When it comes to personal finance there are a lot of do’s and don’ts. Knowing what to do and what not to do is key to you and your family’s financial wellbeing. Fortunately, the Fanshawe Student Union (FSU) cares about you and wants to see you succeed. As FSU Finance Coordinator, I have provided you this step-by-step guide to start getting your finances in order, and to become more informed on what it takes to achieve the finish line of the financial freedom road!

1: Budget and reduce your expenses: Without measure, there is no growth. In order to become financially free, you need to measure where you are at the moment, where you want to be, and what steps you will take to get there.

A fundamental of personal finance is budgeting. Creating a budget will help you measure and keep track of every cent that leaves your pocket by tracking down how much money comes in and out every month. Whether it be your rent, groceries, or that daily cup of coffee that helps you start your day, making a budget and keeping track of it consistently will leave you with more money in your pocket for the next steps. To set up your budget, simply list your monthly income and expenses and then determine which expenses are fixed and variable.

Navigator. Londons student lifestyles magazine.

Once your budget is in place, analyze your expenses and find ways to minimize how much you spend in each category. You will also notice your spending habits which will help you figure out if you are living within your means.

2: Emergency fund: An emergency fund is money kept in a place where you can access it at any time, such as a savings account. Your emergency fund serves as a cushion for you to fall back on when unexpected expenses come up such as loss of work, car repair, or unexpected travel.

This money is strictly for emergencies only, as the name states, and therefore should always be replenished if used. How much you have in your emergency fund depends on your expenses, and now that you have set up your budget you can calculate how much you need set up your emergency fund. To start, aim for one month worth of expenses and then work your way up to three to six months. By having more months’ worth of expenses in your emergency fund, you can have some extra time to look for employment if you ever find yourself out of work and with bills to pay.

---

# WRITTEN REQUEST:
Extend the personal finance guide above from its last sentence, in the same style and step-by-step format.

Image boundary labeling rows
---

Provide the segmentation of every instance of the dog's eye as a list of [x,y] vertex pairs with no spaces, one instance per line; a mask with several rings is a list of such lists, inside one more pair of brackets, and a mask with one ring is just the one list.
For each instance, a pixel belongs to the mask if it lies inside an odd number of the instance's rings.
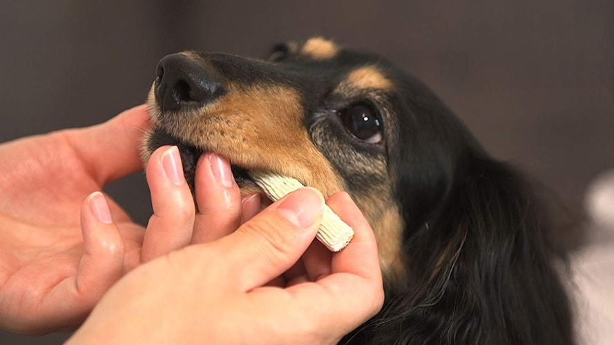
[[269,55],[269,60],[272,62],[280,62],[288,59],[290,55],[290,48],[287,44],[278,44],[273,48],[271,54]]
[[354,137],[371,144],[381,141],[381,124],[371,107],[356,104],[340,110],[339,117]]

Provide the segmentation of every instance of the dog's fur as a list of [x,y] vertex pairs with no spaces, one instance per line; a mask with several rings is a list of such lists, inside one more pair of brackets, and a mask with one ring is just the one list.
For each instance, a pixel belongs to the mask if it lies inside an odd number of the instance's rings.
[[375,232],[382,311],[351,344],[565,344],[571,312],[546,210],[416,79],[374,55],[314,38],[271,59],[184,52],[163,59],[146,157],[178,145],[347,191]]

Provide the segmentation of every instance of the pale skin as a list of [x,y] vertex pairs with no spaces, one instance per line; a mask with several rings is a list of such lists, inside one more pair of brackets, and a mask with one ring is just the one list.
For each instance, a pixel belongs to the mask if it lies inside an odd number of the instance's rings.
[[316,190],[255,216],[258,197],[242,199],[228,162],[205,154],[196,213],[166,146],[146,167],[154,215],[146,230],[133,223],[97,190],[142,168],[147,119],[137,107],[0,145],[0,327],[75,328],[96,306],[71,342],[333,343],[379,310],[375,240],[345,193],[327,204],[356,235],[331,254],[313,241]]

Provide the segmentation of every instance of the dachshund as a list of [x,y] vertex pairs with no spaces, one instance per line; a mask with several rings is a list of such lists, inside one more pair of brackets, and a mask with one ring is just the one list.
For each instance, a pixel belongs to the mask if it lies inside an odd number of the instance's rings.
[[381,311],[342,344],[567,344],[564,250],[525,174],[492,158],[426,86],[390,62],[316,37],[267,60],[186,51],[157,67],[146,157],[180,148],[345,190],[374,231]]

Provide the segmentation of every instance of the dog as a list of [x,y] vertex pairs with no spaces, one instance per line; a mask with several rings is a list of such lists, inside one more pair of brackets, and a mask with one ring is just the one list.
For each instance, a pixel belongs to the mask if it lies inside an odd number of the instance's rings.
[[269,170],[364,213],[385,302],[342,344],[574,343],[547,208],[416,78],[319,37],[267,60],[174,54],[156,77],[146,157],[177,145],[193,187],[213,151],[246,195],[261,193],[247,172]]

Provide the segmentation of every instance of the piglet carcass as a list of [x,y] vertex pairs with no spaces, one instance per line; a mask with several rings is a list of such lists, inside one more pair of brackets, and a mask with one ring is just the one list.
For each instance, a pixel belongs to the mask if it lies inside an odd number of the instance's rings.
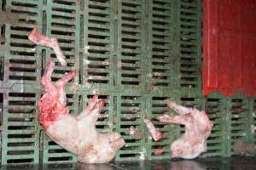
[[38,31],[38,28],[33,28],[28,35],[28,39],[37,45],[51,48],[55,53],[56,57],[59,60],[61,65],[62,66],[67,66],[66,57],[63,54],[59,45],[58,40],[56,38],[44,36]]
[[185,133],[171,144],[172,157],[193,159],[207,151],[207,139],[211,133],[213,122],[209,120],[205,111],[183,107],[171,100],[166,102],[179,115],[163,115],[159,116],[158,120],[185,125]]
[[44,95],[38,102],[39,122],[46,134],[67,150],[76,154],[80,162],[110,162],[125,141],[118,133],[97,133],[95,124],[104,101],[95,95],[79,116],[69,115],[64,88],[76,72],[70,71],[54,83],[50,78],[54,65],[55,62],[50,59],[41,80]]

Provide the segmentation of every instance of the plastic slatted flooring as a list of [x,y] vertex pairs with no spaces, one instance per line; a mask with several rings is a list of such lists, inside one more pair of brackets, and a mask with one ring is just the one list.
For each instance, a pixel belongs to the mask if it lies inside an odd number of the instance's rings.
[[[156,121],[174,114],[164,103],[168,98],[206,110],[214,121],[201,156],[233,155],[239,139],[255,143],[255,99],[202,95],[201,0],[10,0],[0,6],[9,19],[0,20],[2,164],[76,162],[38,122],[41,75],[55,56],[27,40],[35,26],[57,37],[67,56],[67,67],[55,60],[53,80],[79,71],[67,87],[70,113],[80,112],[94,94],[106,99],[96,128],[123,135],[126,145],[116,161],[170,158],[170,144],[183,128]],[[165,132],[161,140],[152,139],[144,117]],[[129,135],[131,126],[140,133]],[[154,156],[160,148],[164,154]]]

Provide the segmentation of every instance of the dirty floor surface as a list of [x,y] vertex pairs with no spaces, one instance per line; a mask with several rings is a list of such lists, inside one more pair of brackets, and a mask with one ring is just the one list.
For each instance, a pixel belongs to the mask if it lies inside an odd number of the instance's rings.
[[108,164],[44,164],[29,166],[2,166],[1,170],[253,170],[256,156],[206,158],[193,161],[166,160],[160,162],[112,162]]

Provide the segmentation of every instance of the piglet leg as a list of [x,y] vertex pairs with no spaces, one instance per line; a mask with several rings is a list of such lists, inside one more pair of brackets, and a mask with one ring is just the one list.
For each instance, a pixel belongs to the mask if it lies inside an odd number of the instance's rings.
[[62,78],[55,82],[55,87],[57,88],[59,93],[58,102],[61,106],[66,106],[67,97],[65,93],[65,85],[72,80],[76,76],[76,71],[72,71],[67,73]]
[[144,123],[148,128],[154,141],[160,140],[163,137],[163,133],[157,130],[154,124],[148,119],[143,119]]
[[184,107],[182,105],[178,105],[175,102],[173,102],[170,99],[166,99],[165,101],[170,108],[172,108],[173,110],[175,110],[179,115],[186,115],[189,113],[192,113],[192,111],[193,111],[192,108],[188,108],[188,107]]
[[28,39],[37,45],[45,46],[53,48],[57,59],[62,66],[67,66],[66,58],[60,48],[56,38],[48,37],[38,31],[38,28],[34,28],[28,35]]
[[163,115],[157,117],[157,119],[162,122],[171,122],[171,123],[185,125],[190,120],[190,114],[181,115],[181,116]]
[[88,113],[90,113],[96,106],[98,102],[98,95],[94,95],[91,99],[88,101],[87,107],[80,113],[79,116],[77,116],[78,120],[81,120],[83,117],[86,116]]

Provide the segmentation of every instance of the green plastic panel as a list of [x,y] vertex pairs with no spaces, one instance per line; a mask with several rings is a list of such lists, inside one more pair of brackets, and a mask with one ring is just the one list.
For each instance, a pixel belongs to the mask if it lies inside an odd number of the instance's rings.
[[[0,20],[2,164],[77,161],[38,122],[41,75],[55,55],[29,42],[33,27],[56,37],[67,56],[65,68],[55,60],[53,80],[79,71],[67,87],[70,114],[94,94],[106,99],[96,128],[119,132],[126,142],[115,161],[170,159],[170,144],[184,128],[156,121],[175,114],[164,103],[168,98],[205,110],[214,122],[202,157],[235,155],[236,139],[256,143],[255,99],[202,95],[201,0],[10,0],[0,7],[8,16]],[[144,117],[165,133],[161,140],[150,137]],[[129,134],[131,126],[137,135]],[[154,156],[161,148],[164,154]]]

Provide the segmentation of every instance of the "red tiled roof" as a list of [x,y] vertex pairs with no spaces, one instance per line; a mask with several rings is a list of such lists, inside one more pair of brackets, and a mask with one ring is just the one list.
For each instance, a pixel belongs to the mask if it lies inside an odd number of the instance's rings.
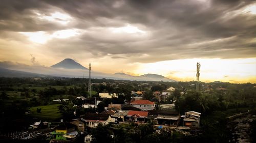
[[150,104],[152,105],[154,104],[153,102],[150,101],[148,100],[137,100],[131,103],[132,104]]
[[147,111],[133,111],[130,110],[127,113],[127,116],[133,116],[136,115],[139,117],[147,117],[148,112]]

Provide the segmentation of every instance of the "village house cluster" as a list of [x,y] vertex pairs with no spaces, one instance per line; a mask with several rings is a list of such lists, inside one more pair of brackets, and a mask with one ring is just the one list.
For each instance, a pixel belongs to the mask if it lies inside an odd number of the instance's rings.
[[[102,95],[104,98],[113,97]],[[87,127],[96,128],[99,124],[105,125],[110,123],[141,124],[152,121],[156,124],[155,127],[159,129],[189,129],[200,126],[201,113],[199,112],[191,111],[181,115],[175,110],[156,110],[156,107],[154,102],[144,99],[133,100],[128,104],[110,104],[103,112],[88,113],[79,118],[73,119],[69,123],[61,123],[51,134],[54,139],[57,140],[72,139],[75,138],[78,132],[86,132]],[[90,142],[92,137],[90,134],[86,135],[85,142]]]

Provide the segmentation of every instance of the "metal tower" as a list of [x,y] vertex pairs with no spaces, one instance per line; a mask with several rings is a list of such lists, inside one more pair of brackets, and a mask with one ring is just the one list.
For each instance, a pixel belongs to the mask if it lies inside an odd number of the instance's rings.
[[89,64],[89,81],[88,83],[88,98],[92,97],[92,90],[91,89],[91,69],[92,69],[92,67],[91,67],[91,63]]
[[200,67],[201,67],[201,65],[199,63],[199,62],[197,62],[197,87],[196,90],[197,92],[199,92],[200,91],[200,88],[199,88],[199,76],[200,76]]

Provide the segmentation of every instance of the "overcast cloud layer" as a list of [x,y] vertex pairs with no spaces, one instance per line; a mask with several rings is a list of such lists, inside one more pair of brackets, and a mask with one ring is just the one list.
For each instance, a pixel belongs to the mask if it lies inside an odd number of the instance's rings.
[[50,66],[70,58],[111,73],[256,57],[255,1],[0,1],[2,61]]
[[[0,36],[24,40],[19,35],[10,34],[38,31],[52,34],[76,29],[77,35],[68,40],[53,39],[45,44],[59,56],[84,52],[95,58],[108,56],[143,63],[196,57],[252,58],[256,53],[256,15],[243,10],[253,3],[2,0]],[[69,15],[67,24],[42,18],[56,12]],[[128,25],[138,31],[127,34],[112,31]]]

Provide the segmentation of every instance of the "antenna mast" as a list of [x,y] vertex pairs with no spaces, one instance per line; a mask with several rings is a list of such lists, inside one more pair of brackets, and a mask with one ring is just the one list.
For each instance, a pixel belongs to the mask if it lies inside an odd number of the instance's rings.
[[199,92],[200,91],[200,88],[199,88],[199,76],[200,76],[200,67],[201,67],[201,65],[199,62],[197,62],[197,87],[196,90],[197,92]]
[[89,64],[89,81],[88,83],[88,98],[92,97],[92,90],[91,89],[91,69],[92,69],[92,67],[91,67],[91,63]]

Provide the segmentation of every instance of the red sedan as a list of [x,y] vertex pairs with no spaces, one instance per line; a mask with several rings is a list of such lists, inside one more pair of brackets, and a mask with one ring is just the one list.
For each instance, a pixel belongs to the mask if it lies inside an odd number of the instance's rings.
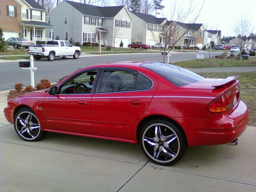
[[129,48],[139,48],[140,49],[147,49],[151,48],[150,45],[141,42],[136,42],[134,44],[129,44],[128,45],[128,47]]
[[52,132],[140,143],[167,165],[188,146],[228,143],[245,130],[237,77],[205,78],[161,62],[100,65],[9,101],[4,113],[26,141]]

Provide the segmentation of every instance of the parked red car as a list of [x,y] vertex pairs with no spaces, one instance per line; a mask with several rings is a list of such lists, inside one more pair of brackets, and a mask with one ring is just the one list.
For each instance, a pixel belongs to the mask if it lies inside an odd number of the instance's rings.
[[150,45],[141,42],[136,42],[134,44],[129,44],[128,45],[128,47],[129,48],[139,48],[140,49],[147,49],[151,48]]
[[140,143],[151,161],[168,165],[188,146],[229,143],[245,130],[237,77],[156,62],[99,65],[10,100],[4,114],[25,141],[52,132]]
[[232,48],[232,47],[228,46],[225,46],[224,47],[226,49],[226,50],[230,50],[230,49]]

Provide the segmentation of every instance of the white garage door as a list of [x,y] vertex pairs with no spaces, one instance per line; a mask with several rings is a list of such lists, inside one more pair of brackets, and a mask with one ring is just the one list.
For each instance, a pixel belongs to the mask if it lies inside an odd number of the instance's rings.
[[11,37],[18,37],[18,32],[3,31],[3,33],[4,33],[3,37],[5,38],[5,40],[7,40],[8,39]]

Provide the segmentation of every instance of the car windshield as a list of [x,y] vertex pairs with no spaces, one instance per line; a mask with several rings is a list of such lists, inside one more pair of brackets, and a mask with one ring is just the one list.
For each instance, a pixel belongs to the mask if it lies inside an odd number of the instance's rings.
[[190,84],[204,78],[195,73],[171,64],[149,62],[140,66],[161,75],[177,87]]

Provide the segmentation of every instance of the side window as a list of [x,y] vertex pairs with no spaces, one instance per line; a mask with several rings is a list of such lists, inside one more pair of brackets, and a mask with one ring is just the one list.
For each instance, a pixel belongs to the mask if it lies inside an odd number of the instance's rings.
[[99,88],[100,93],[147,90],[152,81],[144,75],[122,70],[105,71]]
[[68,42],[68,41],[65,41],[65,45],[66,45],[66,47],[72,47],[71,44],[70,44],[70,43],[69,42]]
[[135,90],[136,75],[124,71],[105,71],[100,84],[100,93]]
[[151,89],[153,82],[151,80],[140,73],[138,73],[136,81],[136,90],[147,90]]
[[61,46],[61,47],[65,47],[65,45],[64,45],[64,42],[63,41],[60,41],[60,46]]
[[88,94],[96,86],[94,81],[98,70],[88,71],[75,76],[62,86],[60,94]]

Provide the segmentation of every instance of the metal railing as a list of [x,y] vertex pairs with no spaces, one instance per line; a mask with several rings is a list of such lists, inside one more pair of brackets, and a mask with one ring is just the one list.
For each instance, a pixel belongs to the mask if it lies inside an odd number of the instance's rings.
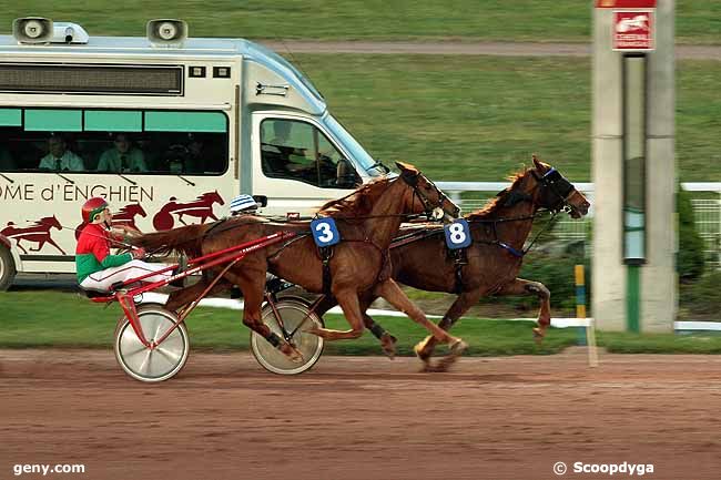
[[[483,207],[489,198],[510,185],[509,182],[437,182],[464,213]],[[577,183],[576,187],[591,202],[589,215],[582,219],[561,218],[554,233],[563,239],[585,239],[590,232],[593,214],[593,184]],[[687,182],[681,187],[691,192],[695,227],[704,244],[709,266],[721,268],[721,182]]]

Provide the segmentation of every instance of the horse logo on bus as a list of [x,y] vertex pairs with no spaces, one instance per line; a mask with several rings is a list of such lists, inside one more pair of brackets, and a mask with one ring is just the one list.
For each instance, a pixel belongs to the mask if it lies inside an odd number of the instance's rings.
[[207,218],[217,219],[213,213],[213,205],[216,203],[219,205],[225,204],[217,191],[206,192],[195,198],[194,202],[187,203],[179,203],[177,198],[171,196],[170,202],[163,205],[153,217],[153,226],[156,231],[173,228],[175,225],[173,215],[177,215],[177,221],[183,225],[187,225],[183,216],[200,218],[200,223],[205,223]]
[[39,252],[48,243],[58,248],[61,254],[67,255],[65,252],[60,248],[60,245],[52,239],[52,228],[62,229],[62,225],[60,225],[60,222],[58,222],[58,218],[55,218],[54,215],[40,218],[28,227],[18,227],[14,223],[8,222],[8,226],[0,231],[0,235],[14,239],[18,248],[20,248],[20,251],[26,255],[28,254],[28,251],[20,244],[23,241],[34,242],[38,244],[35,248],[30,247],[30,252]]

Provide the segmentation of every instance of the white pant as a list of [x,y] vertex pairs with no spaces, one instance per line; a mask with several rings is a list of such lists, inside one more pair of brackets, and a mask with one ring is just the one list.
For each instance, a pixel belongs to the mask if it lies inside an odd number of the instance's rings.
[[[169,265],[164,264],[149,264],[143,261],[130,261],[119,267],[105,268],[104,270],[89,275],[88,278],[82,280],[80,287],[90,290],[108,292],[110,290],[110,287],[118,282],[126,282],[167,267]],[[143,278],[143,282],[161,282],[171,276],[173,276],[173,272],[169,270]]]

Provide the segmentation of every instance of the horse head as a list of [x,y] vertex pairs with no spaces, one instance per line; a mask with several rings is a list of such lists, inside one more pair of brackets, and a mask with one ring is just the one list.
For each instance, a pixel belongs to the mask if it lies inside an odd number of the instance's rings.
[[53,216],[47,216],[44,218],[40,218],[40,221],[38,223],[40,225],[47,226],[48,229],[53,228],[53,227],[58,228],[58,229],[62,229],[62,225],[60,225],[60,222],[58,222],[58,218],[55,218],[54,215]]
[[532,156],[534,168],[530,173],[538,191],[537,204],[551,212],[567,211],[573,218],[580,218],[588,213],[591,204],[561,173],[547,163]]
[[[460,208],[445,193],[428,180],[418,168],[408,163],[396,162],[400,170],[400,180],[413,191],[410,200],[412,213],[425,213],[433,219],[453,221],[458,217]],[[419,202],[416,202],[416,198]]]

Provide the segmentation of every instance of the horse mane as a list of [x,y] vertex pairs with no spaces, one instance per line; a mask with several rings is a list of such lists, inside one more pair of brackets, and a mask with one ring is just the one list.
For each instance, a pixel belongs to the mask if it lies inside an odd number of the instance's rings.
[[477,219],[484,219],[488,218],[491,214],[494,214],[498,208],[500,208],[504,203],[506,203],[506,200],[508,197],[508,194],[520,185],[520,182],[526,177],[528,174],[529,168],[524,167],[524,170],[516,172],[507,177],[511,182],[510,186],[507,187],[506,190],[501,191],[498,195],[496,195],[494,198],[489,200],[486,205],[484,205],[483,208],[477,210],[475,212],[469,213],[468,215],[464,215],[466,219],[469,221],[477,221]]
[[342,198],[332,200],[324,204],[318,211],[323,216],[339,216],[358,217],[369,215],[373,210],[375,197],[384,190],[389,182],[388,177],[380,177],[374,180],[358,187],[355,192]]

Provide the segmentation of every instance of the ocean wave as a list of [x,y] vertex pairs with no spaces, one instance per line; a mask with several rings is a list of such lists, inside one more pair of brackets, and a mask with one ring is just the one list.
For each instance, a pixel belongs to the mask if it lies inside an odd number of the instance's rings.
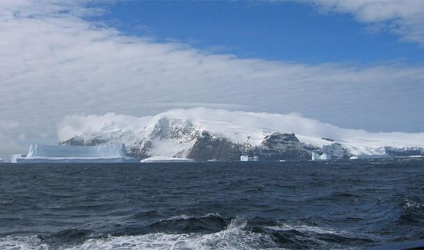
[[[7,237],[0,239],[0,249],[5,250],[92,250],[92,249],[277,249],[268,235],[244,230],[246,221],[231,220],[228,226],[213,233],[148,233],[138,235],[107,235],[85,240],[76,245],[52,246],[38,237]],[[281,249],[281,248],[278,248]]]
[[424,224],[424,203],[421,201],[405,199],[401,204],[400,216],[397,222],[400,225],[422,226]]

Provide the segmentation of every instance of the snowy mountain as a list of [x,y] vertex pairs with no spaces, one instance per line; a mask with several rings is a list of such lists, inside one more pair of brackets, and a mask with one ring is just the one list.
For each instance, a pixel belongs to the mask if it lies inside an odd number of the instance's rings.
[[124,143],[129,156],[188,158],[197,161],[310,159],[312,151],[333,158],[424,156],[424,133],[369,133],[302,117],[204,108],[134,117],[68,116],[59,124],[61,144]]

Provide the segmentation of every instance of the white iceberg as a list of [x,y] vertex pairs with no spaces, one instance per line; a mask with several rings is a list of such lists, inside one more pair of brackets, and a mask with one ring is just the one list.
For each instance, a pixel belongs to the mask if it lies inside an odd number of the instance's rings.
[[331,157],[324,153],[322,155],[320,155],[318,152],[312,152],[312,160],[331,160]]
[[33,144],[26,156],[12,155],[13,163],[124,163],[136,162],[126,156],[123,144],[99,146]]
[[167,156],[153,156],[141,160],[140,162],[194,162],[193,159],[179,158]]

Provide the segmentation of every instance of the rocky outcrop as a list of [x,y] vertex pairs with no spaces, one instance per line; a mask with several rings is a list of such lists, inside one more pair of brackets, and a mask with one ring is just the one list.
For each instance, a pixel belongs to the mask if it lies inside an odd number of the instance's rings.
[[245,150],[245,146],[234,143],[227,139],[211,135],[203,131],[199,136],[187,158],[196,161],[216,160],[220,161],[240,160],[240,156]]
[[321,151],[333,158],[349,159],[350,156],[353,156],[339,142],[324,145]]
[[318,149],[301,142],[294,133],[276,132],[266,136],[261,145],[252,148],[250,154],[261,160],[309,160],[312,151]]

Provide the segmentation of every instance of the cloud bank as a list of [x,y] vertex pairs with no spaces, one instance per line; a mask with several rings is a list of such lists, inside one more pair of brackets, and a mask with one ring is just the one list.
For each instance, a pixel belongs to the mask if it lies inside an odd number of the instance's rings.
[[424,1],[419,0],[317,0],[322,10],[352,14],[370,30],[388,31],[424,47]]
[[83,1],[0,1],[0,119],[19,124],[1,132],[0,155],[14,153],[10,140],[57,143],[55,124],[70,114],[140,117],[195,106],[422,131],[423,65],[240,59],[87,21],[101,12]]

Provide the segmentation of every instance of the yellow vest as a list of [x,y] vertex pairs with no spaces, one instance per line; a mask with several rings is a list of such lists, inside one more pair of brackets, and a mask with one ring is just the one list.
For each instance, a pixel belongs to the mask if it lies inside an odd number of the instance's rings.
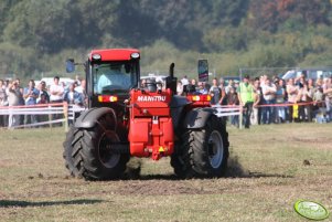
[[245,83],[239,83],[239,96],[243,103],[254,102],[254,86]]

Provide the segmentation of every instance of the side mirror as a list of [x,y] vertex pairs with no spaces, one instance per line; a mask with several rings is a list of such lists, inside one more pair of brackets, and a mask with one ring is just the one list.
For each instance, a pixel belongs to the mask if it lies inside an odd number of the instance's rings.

---

# REPLY TO THE EXERCISE:
A savings account with a high interest rate will make that money work for you, so don’t choose the first savings account you get offered and instead do some research to find the one with the highest rate. Compound interest is your friend.

3: Pay off debt: Getting rid of your debt is the most significant step in your road of financial freedom. Whether you have debt at the moment or not, throughout your life you will face financial situations where the decision you take will dictate your future. This is a time where most people think short term and not long term. That’s a big don’t.

Whenever you make a purchase that is going to get you in debt, ask yourself if it is something that you really need. A good rule of thumb is to wait five days before making a purchase, that way you can have some time to think and make a more rational decision. When paying down debt, a good way to gain confidence and momentum is to use the debt snowball method. List all of your debts from smallest to largest and attack them in that order. While paying off your smallest debt, try to make minor payments on all other debts to ensure that you eliminate the smallest one first.

Once you pay off the first debt on your list, the snowball will start to roll, and you will feel more in control of your finances. You can do this!

4: Invest and grow your savings: You now know where your money is going, have a financial backup in case of emergencies, and are debt free. Congratulations on making it this far, you took control of your finances and became someone better than who you were before!

Now is the time to decide what to do with your leftover money. You can start saving for future goals such as retirement, a down payment for a house, or a vacation. It’s all up to you now to make a clear plan of what you want your life to look like in the future and make the right decisions. Apart from a savings account, an investment account is also key to increasing your net worth. In Canada there are a variety of investment options to choose from that will suit your specific needs. Your decision of where to invest and how much to invest should depend on your risk tolerance and time horizon. Risk tolerance simply means how much of your investment you can afford to lose, and your time horizon depends on what long-term goals you have.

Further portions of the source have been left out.